**Exercise details**.
For the material that follows, return exactly the lines from the one with "an instance may span separate parts" through the one with "output: one JSON", both ends included.

**Task input**.
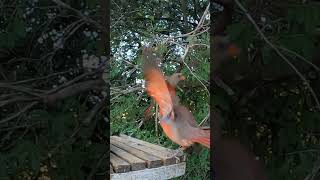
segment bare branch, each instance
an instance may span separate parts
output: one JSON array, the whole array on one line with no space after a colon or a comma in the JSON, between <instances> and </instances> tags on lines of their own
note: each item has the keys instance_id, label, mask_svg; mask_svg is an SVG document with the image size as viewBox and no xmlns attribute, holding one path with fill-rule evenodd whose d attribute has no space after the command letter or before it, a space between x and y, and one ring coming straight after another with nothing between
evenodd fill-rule
<instances>
[{"instance_id":1,"label":"bare branch","mask_svg":"<svg viewBox=\"0 0 320 180\"><path fill-rule=\"evenodd\" d=\"M7 118L4 118L4 119L0 120L0 124L6 123L6 122L8 122L8 121L10 121L10 120L12 120L12 119L14 119L14 118L19 117L21 114L23 114L24 112L26 112L27 110L29 110L30 108L32 108L33 106L35 106L36 104L38 104L38 102L32 102L32 103L26 105L24 108L22 108L19 112L15 113L14 115L9 116L9 117L7 117Z\"/></svg>"},{"instance_id":2,"label":"bare branch","mask_svg":"<svg viewBox=\"0 0 320 180\"><path fill-rule=\"evenodd\" d=\"M75 12L78 16L80 16L81 18L83 18L84 20L86 20L87 22L89 23L92 23L94 24L95 26L97 26L98 28L100 28L102 31L104 32L108 32L108 29L107 27L104 27L102 26L100 23L98 23L97 21L83 15L79 10L77 9L74 9L73 7L69 6L68 4L60 1L60 0L52 0L54 3L56 3L57 5L61 6L62 8L65 8L65 9L69 9L73 12Z\"/></svg>"},{"instance_id":3,"label":"bare branch","mask_svg":"<svg viewBox=\"0 0 320 180\"><path fill-rule=\"evenodd\" d=\"M238 7L245 13L247 16L248 20L253 24L257 32L260 34L262 39L296 72L296 74L300 77L300 79L307 85L311 95L313 96L313 99L315 100L317 104L317 109L320 111L320 102L318 100L318 97L316 93L314 92L313 88L311 87L310 83L308 80L301 74L301 72L279 51L279 49L273 45L269 39L263 34L261 29L258 27L257 23L254 21L254 19L251 17L251 15L248 13L248 11L242 6L242 4L238 1L235 0L236 4Z\"/></svg>"}]
</instances>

**Response to the task**.
an instance may span separate parts
output: one JSON array, the whole array on one line with no space after a colon or a comma in the JSON, between <instances> and </instances> tags on lines of their own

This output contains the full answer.